Finally, there’s the Jordan Poole issue. I stood courtside watching him warm up, and while he was clearly amped up, his shot looked good, especially from long range. His ability to get into the paint has been a lethal weapon for the Warriors throughout these playoffs, but he never got to the rim in Game 1, made only one of his four 3s and missed his only shot in the paint. More importantly, he was invisible on defense, finishing with the worst plus-minus of any player in the game, at minus-19.
That might be the biggest issue the Warriors face. Poole’s offense has been instrumental in creating space for Steph and Klay. Until now, Warriors opponents didn’t have enough quality defenders, especially around the rim, to keep Steph, Klay and Poole at bay. The Celtics do.
There was a stretch midway through the fourth quarter when the Warriors displayed their trademark offense. Their four horsemen — Klay, Steph, Iguodala and Draymond — were on the floor together, and the ball and bodies were moving with that trademark Warriors speed and precision. Iguodala cut down the baseline and took a feed from Draymond for a dunk. Steph found Klay for a 3. Iguodala returned the favor and found Draymond for a layup. Curry drilled a midrange jumper.
But this is what was different: The Celtics answered every one of them. The Warriors started that stretch with a five-point lead, and when it was over, the lead had been reduced to four. A White 3-pointer then sliced it to one. A nervous murmur rose from the Chase Center crowd. Curry made another two-pointer, but White answered with another 3, and the game was tied at 103.

======

Your tasks:
1. Translate this sentence from the basketball passage into Spanish: "That might be the biggest issue the Warriors face."
2. From the basketball passage, extract the section that opens with the words containing "That might be" and closes with "The Celtics do.".
3. Condense the paragraph of the basketball passage that begins "But this is what was different" into a short bulleted list that keeps its main facts.

======

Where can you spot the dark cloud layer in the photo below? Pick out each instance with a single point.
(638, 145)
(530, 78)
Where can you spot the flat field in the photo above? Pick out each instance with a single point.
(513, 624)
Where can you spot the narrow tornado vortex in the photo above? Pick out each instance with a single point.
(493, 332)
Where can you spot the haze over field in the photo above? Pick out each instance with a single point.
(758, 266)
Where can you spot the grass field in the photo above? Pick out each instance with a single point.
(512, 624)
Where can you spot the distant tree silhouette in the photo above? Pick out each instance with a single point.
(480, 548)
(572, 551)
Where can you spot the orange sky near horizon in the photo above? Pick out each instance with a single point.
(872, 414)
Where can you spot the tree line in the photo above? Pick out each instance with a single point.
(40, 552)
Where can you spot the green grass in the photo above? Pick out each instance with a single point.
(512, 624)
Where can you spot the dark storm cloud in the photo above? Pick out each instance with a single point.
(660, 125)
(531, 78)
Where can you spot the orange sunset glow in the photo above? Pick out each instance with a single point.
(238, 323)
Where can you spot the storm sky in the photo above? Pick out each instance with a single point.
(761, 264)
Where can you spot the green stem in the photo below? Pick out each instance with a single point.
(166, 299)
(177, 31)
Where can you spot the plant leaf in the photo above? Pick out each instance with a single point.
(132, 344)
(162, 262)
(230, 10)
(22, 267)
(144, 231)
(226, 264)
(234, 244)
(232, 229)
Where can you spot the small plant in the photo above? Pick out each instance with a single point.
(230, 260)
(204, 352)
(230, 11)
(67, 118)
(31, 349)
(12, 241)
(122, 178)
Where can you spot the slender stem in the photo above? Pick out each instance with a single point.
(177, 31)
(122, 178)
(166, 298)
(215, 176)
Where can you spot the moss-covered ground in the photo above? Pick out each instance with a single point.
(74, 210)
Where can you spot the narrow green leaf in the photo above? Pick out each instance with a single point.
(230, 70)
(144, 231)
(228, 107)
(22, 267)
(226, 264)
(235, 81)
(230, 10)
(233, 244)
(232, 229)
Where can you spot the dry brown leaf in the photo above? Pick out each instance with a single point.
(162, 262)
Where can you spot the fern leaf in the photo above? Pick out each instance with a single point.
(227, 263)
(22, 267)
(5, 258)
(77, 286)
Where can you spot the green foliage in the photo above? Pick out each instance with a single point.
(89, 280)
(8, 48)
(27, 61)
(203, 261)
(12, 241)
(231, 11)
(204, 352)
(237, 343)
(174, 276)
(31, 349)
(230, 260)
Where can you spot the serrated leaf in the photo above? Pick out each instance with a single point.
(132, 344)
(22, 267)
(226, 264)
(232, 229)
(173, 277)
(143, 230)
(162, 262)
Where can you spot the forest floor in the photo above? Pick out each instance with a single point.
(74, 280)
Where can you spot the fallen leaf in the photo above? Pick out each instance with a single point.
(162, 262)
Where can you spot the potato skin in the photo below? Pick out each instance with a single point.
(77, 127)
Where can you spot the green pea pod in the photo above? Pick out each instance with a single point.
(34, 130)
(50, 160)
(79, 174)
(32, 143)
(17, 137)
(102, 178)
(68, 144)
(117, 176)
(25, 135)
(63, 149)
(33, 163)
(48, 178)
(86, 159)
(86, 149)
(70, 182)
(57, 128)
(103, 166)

======

Answer set:
1. Ese podría ser el mayor problema que enfrentan los Warriors.

2.
That might be the biggest issue the Warriors face. Poole’s offense has been instrumental in creating space for Steph and Klay. Until now, Warriors opponents didn’t have enough quality defenders, especially around the rim, to keep Steph, Klay and Poole at bay. The Celtics do.

3.
- The Celtics answered every Warriors basket in that stretch.
- The Warriors' lead went from five points to four over the stretch.
- A White 3-pointer cut the lead to one, and the Chase Center crowd murmured nervously.
- Curry made another two-pointer, White answered with another 3, and the game was tied at 103.